Activity A - In the article on Ci's sentencing, what two things did Ziegler say motivated Ci?
Activity B - List every item the article on Ci's sentencing says Ci bought online.
Activity C - Translate this sentence from the article on Ci's sentencing into Spanish: "The next day, he bought a mock silencer for the gun, again paying extra for expedited delivery."
── Passage to read ──
Police investigation revealed that Ci had meticulously planned the attack for at least a week, even reducing to writing what Ladd described as his “sadistic script.”

Arguing for the 50-year sentence, Ziegler said Ci’s motivation was about two things: “obsession and control.”

“Control of the life of a young woman and his frustration at not being able to control her life,” he said.

Ziegler spent several minutes reviewing for Ladd the events in the couple of weeks leading up to Miss Huang’s death.

Miss Huang had broken up with Ci in early September while he was at Brown University in Providence, R.I., in a visiting scholar program. Ziegler said Ci continued to send her texts and emails, most of which she declined to answer.

On Sept. 20, he purchased online a pellet gun, which looked like a real gun, and paid extra for next-day shipping. He did the same with two knives. The next day, he bought a mock silencer for the gun, again paying extra for expedited delivery.
───
── Extracted information ──
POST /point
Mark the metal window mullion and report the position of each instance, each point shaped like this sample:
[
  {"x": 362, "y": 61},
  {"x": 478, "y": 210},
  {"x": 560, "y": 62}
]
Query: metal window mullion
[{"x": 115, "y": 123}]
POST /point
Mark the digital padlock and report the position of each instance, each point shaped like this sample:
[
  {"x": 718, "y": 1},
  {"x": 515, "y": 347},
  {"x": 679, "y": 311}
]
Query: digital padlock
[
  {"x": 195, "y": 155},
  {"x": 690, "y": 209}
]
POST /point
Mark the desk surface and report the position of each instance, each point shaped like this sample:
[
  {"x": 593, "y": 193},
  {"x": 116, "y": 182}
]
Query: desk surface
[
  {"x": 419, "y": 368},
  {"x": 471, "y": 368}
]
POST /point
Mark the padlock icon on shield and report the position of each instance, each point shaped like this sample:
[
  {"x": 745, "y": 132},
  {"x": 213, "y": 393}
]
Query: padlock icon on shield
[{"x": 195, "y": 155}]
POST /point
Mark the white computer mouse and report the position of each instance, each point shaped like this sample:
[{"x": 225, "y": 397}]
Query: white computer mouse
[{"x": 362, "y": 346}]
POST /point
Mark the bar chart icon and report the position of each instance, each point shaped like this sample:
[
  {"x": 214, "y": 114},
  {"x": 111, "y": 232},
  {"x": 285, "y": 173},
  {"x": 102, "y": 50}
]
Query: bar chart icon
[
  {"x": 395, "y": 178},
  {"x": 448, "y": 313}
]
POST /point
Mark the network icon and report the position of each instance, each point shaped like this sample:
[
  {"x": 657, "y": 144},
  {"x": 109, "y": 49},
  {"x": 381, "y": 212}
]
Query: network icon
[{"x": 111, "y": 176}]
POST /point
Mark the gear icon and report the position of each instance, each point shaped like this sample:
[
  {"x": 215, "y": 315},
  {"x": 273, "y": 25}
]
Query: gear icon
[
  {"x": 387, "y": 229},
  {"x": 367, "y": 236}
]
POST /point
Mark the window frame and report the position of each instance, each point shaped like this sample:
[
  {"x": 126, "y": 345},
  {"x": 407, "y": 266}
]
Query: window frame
───
Your solution A - Obsession and control.

Your solution B - A pellet gun, two knives, and a mock silencer for the gun.

Your solution C - Al día siguiente, compró un silenciador de imitación para el arma, pagando de nuevo un cargo adicional por la entrega urgente.